_GIVEN INFORMATION_
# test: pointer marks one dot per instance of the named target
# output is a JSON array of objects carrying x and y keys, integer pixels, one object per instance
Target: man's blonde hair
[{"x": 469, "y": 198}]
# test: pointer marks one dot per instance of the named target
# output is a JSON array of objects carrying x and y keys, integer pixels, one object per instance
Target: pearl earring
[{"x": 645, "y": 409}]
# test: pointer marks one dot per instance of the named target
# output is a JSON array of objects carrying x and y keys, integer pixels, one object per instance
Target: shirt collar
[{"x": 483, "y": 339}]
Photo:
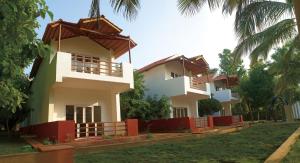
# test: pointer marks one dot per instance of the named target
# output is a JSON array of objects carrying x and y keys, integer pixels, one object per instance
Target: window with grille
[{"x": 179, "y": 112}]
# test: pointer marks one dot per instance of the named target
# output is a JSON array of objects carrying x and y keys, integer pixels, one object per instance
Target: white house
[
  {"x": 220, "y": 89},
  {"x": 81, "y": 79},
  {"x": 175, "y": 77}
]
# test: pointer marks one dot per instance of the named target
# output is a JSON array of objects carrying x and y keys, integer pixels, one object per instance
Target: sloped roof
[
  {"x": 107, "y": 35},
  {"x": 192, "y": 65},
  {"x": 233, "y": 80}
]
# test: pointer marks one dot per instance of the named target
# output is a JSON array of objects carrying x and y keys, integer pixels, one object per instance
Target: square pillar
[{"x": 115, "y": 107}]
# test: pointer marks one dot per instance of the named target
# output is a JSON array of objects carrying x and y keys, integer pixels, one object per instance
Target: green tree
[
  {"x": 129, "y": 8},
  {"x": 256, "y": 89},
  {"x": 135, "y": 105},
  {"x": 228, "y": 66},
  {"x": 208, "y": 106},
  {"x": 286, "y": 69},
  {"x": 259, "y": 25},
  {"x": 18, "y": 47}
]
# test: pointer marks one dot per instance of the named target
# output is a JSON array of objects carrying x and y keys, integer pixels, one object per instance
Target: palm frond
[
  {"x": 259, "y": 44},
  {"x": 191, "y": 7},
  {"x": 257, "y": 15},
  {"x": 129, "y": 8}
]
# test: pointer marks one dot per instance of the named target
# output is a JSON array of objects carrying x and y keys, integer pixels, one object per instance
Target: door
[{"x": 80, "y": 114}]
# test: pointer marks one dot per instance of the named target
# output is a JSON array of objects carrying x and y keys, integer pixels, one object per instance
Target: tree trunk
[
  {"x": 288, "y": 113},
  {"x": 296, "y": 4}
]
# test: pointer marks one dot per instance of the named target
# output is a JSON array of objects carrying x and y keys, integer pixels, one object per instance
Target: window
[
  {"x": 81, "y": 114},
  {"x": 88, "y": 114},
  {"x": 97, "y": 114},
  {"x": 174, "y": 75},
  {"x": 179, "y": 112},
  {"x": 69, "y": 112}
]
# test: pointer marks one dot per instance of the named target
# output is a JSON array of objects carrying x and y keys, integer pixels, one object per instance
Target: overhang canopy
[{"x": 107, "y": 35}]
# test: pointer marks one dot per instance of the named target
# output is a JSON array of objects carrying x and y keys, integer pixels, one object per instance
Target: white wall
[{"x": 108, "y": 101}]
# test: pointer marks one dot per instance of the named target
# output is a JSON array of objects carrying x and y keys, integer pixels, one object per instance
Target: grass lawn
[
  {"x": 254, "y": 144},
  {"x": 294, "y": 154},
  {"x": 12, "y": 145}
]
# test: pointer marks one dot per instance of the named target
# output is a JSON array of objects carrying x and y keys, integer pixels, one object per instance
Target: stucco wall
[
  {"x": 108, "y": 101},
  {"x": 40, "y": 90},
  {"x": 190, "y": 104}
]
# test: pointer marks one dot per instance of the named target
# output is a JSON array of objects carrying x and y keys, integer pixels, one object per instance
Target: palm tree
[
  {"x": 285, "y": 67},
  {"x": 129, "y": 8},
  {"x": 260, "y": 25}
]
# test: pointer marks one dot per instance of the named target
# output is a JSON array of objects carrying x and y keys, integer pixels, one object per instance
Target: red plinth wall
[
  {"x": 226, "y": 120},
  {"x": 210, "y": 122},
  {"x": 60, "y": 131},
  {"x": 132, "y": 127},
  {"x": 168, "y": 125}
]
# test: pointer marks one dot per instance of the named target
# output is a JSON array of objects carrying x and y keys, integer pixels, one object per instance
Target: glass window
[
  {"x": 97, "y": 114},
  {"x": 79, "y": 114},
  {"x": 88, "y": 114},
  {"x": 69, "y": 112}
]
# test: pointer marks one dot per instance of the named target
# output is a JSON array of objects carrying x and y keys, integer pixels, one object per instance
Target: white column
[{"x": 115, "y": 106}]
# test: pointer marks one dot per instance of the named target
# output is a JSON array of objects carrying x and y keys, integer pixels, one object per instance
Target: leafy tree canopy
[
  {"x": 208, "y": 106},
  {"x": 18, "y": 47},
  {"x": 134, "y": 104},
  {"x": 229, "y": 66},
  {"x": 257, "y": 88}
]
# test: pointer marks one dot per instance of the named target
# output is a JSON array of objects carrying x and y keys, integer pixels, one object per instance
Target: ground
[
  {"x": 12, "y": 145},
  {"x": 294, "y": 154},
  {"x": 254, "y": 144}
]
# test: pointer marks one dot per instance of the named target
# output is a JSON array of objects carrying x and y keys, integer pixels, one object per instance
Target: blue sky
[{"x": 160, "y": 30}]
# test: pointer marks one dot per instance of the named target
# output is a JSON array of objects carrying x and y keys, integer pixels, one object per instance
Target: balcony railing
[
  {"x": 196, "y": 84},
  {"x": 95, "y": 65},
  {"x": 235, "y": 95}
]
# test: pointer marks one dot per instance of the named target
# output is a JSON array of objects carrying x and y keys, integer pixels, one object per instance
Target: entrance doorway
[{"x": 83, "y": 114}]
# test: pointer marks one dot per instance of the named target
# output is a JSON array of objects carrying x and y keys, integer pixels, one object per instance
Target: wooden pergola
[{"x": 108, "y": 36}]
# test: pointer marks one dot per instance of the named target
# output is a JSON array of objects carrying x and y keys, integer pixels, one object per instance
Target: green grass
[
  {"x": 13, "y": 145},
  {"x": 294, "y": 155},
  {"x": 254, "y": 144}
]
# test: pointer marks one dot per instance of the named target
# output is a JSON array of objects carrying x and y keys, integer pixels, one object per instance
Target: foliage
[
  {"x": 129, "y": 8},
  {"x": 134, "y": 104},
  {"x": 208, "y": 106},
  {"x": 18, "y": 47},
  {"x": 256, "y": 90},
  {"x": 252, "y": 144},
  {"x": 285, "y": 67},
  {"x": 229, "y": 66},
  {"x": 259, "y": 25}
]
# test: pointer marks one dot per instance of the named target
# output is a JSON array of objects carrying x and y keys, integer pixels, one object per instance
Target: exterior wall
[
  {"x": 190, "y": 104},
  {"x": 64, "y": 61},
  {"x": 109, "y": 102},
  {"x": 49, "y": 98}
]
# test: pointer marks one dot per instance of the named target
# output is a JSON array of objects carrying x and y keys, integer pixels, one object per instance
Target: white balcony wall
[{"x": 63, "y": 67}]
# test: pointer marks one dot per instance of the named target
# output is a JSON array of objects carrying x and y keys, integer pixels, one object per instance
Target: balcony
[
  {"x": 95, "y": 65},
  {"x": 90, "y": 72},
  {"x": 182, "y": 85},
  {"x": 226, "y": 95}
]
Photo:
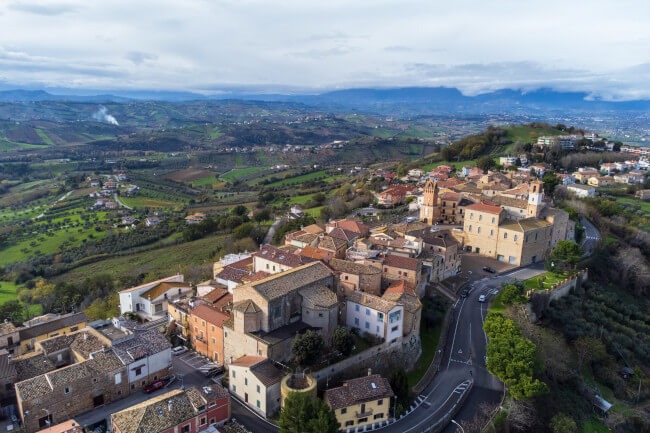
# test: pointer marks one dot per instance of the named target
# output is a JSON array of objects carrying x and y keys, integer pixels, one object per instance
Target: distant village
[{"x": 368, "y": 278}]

_TASK BRIEF_
Repeat the listing exactly, minus its pictures.

_ANSWER TO THIS EXERCISE_
# test: pointer marks one dot per instance of the named target
# output is a JSON array of objects carrying x and y keys, integer pixels, one object per instance
Target: man's blonde hair
[{"x": 469, "y": 198}]
# test: pointer marks one dot per instance of the named target
# output is a JSON array of objects carrying x and y keys, integer pixels, one object per instance
Target: pearl earring
[{"x": 645, "y": 409}]
# test: pointer marks one dot per instance of the named target
# output is a JSON array of objects carrying x and y keys, integer pixels, one object per instance
Target: shirt collar
[{"x": 483, "y": 339}]
Photo:
# test: pointer marks one dot per instance of the named target
# output is a JSON array of objects carrying x and y keys, integer pixels, one object per instance
Target: window with grille
[{"x": 179, "y": 112}]
# test: pointer marks one dot per instance of the named target
# output is a JSON array of objects carrying x and y keys, integer pixels, one object per instance
Target: white house
[
  {"x": 220, "y": 89},
  {"x": 81, "y": 79},
  {"x": 175, "y": 77}
]
# test: pointer marks one dot per instance of the named target
# output is a JSON array of objects carrying x and y keys, integer pixels, one object per instance
Target: sloped roof
[
  {"x": 107, "y": 35},
  {"x": 192, "y": 65},
  {"x": 233, "y": 80}
]
# test: pointer marks one dot per instance of the named target
# output is a JSON array of objects carrying x and y keys, integer pixels, one object per instance
Target: square pillar
[{"x": 115, "y": 107}]
# test: pointer marks one dot per instance of the named target
# output is a JSON array of objects carrying x and y keys, integer pixels, one object per instance
Target: green tree
[
  {"x": 129, "y": 8},
  {"x": 256, "y": 89},
  {"x": 135, "y": 105},
  {"x": 228, "y": 66},
  {"x": 208, "y": 106},
  {"x": 286, "y": 69},
  {"x": 259, "y": 25},
  {"x": 18, "y": 47}
]
# test: pointer marks one dot per instance of the named target
# output is a JSON array of objects carrying x and y keys, integer pixels, one object per instance
Target: palm frond
[
  {"x": 259, "y": 44},
  {"x": 191, "y": 7},
  {"x": 257, "y": 15},
  {"x": 129, "y": 8}
]
# test: pointer marks one dot per instance of the named target
# output is a JSON array of objects carrying x and y keys, integer pixels, one object per instance
Target: door
[{"x": 80, "y": 114}]
# test: pointer marks one dot per instance of the named target
# output is a JSON array of objects carrying x and y keys, integer pixels, one object per instance
Target: tree trunk
[
  {"x": 288, "y": 113},
  {"x": 296, "y": 4}
]
# test: pointer marks one dot per instance of the named target
# output is a JSON array of objects carrying x and y keys, integer pixels, one object per instance
Target: window
[
  {"x": 81, "y": 114},
  {"x": 88, "y": 114},
  {"x": 97, "y": 114},
  {"x": 174, "y": 75},
  {"x": 179, "y": 112},
  {"x": 69, "y": 112}
]
# test: pointer marks one dot per instance of the named target
# output is a JSON array of objects carrying x and y keys, integer pixels, one object per instance
Target: overhang canopy
[{"x": 107, "y": 35}]
# test: pointer marks one dot per instance of the named target
# output is a JSON array of objects carrying x and y keys, integer pixels, one object per instance
Target: white wall
[{"x": 108, "y": 101}]
# test: pointer marks one dot per instance of the named target
# output is a JSON array of objects carrying x and y keys, integer pixels, one object per instance
Target: grass lawn
[
  {"x": 254, "y": 144},
  {"x": 294, "y": 154},
  {"x": 12, "y": 145}
]
# test: pointer marks one dot per instance of the named target
# output is a JSON array of objects carrying x and y keys, integer pixels, one object per instance
Target: stucco wall
[
  {"x": 108, "y": 101},
  {"x": 40, "y": 90},
  {"x": 190, "y": 104}
]
# test: pointer marks one dot per instance of the named target
# output is a JSON array of objects carrying x and y keys, integer pixels, one object per instance
Target: palm tree
[
  {"x": 285, "y": 67},
  {"x": 129, "y": 8},
  {"x": 260, "y": 25}
]
# test: pointer marks one dot per instance of the named target
# output is a JSON array of objects carrying x and y keys, integer pixels, one object per instance
Target: red plinth wall
[
  {"x": 226, "y": 120},
  {"x": 210, "y": 122},
  {"x": 60, "y": 131},
  {"x": 132, "y": 127},
  {"x": 168, "y": 125}
]
# test: pointer marks one dot per instance of the named target
# output is a JSON array of objects carrying x and y keys, integer pixels, one object per instance
Target: glass window
[
  {"x": 97, "y": 114},
  {"x": 79, "y": 114},
  {"x": 88, "y": 114},
  {"x": 69, "y": 112}
]
# test: pointer marks one dot per instance of the named target
# output is a JSON array of objects carrying x and y keys, integer pixels, one object per instance
Target: white column
[{"x": 115, "y": 106}]
# test: pointer marks one dot per instance of the named target
# output is a JSON array of objects carrying x and y keys, integer pixels, one object per instance
Target: leafy tree canopy
[
  {"x": 208, "y": 106},
  {"x": 18, "y": 47},
  {"x": 134, "y": 104},
  {"x": 229, "y": 66},
  {"x": 257, "y": 88}
]
# test: pointer marks one dot per instance of the named target
# output is a JSON array of objects carrying x and y keys, integer pixels, one object per instance
Target: ground
[
  {"x": 12, "y": 145},
  {"x": 294, "y": 154},
  {"x": 254, "y": 144}
]
# test: pointer marks one dot per instance of the named target
# output is a JSON array of objects carrying x and y keys, integer pixels, one object per instance
Target: blue sky
[{"x": 160, "y": 30}]
# test: pointer marks one dot per instance of the named target
# output is a JSON array of objects carrying x and y keys, integer pixels, one object per instance
Target: balcony railing
[
  {"x": 196, "y": 84},
  {"x": 95, "y": 65},
  {"x": 235, "y": 95}
]
# test: pointer marks one dot per instance of the named target
# output is a JSON array of objects carrying x and y keys, integer pixels, one object per instance
Target: entrance doorway
[{"x": 83, "y": 114}]
# test: pointer marks one dot per instance of the named target
# output is a JSON array of objects carrying x and y keys, integer pixels, one object per instance
Target: wooden pergola
[{"x": 108, "y": 36}]
# test: pointer marks one dot per instance of the named target
# output is a JSON array of objects carrying x and y keys, integer pixels, one object per instance
Target: green grass
[
  {"x": 13, "y": 145},
  {"x": 294, "y": 155},
  {"x": 254, "y": 144}
]
# test: pointer marks one dot per instance of the named target
# output is a JSON array of objects carrying x and y keys, integer pixels, one object per instance
Target: foliage
[
  {"x": 129, "y": 8},
  {"x": 134, "y": 104},
  {"x": 208, "y": 106},
  {"x": 18, "y": 47},
  {"x": 256, "y": 90},
  {"x": 252, "y": 144},
  {"x": 285, "y": 67},
  {"x": 229, "y": 66},
  {"x": 259, "y": 25}
]
# test: pointer marks one dot per instance of the named target
# output is a JSON array of objects carrying x and y keys, integer pixels, one object per instance
Target: exterior wall
[
  {"x": 190, "y": 104},
  {"x": 64, "y": 61},
  {"x": 109, "y": 102},
  {"x": 49, "y": 98}
]
# test: pointer marks one dot per instance of the named target
# output is a JSON array of objects carrying x and y keys, integer pixels, one object per instance
Target: white balcony wall
[{"x": 63, "y": 67}]
# test: pointer marks one dot per instance of the named target
# output is a JSON array of objects carrying x and y keys, integer pixels, one object per instance
Target: balcony
[
  {"x": 95, "y": 65},
  {"x": 90, "y": 72},
  {"x": 182, "y": 85},
  {"x": 226, "y": 95}
]
Photo:
# test: pointer marks one dot per instance of the named target
# output is a JSON array of objects carrying x and y keys, integer pixels, one object per instance
Target: distant village
[{"x": 368, "y": 278}]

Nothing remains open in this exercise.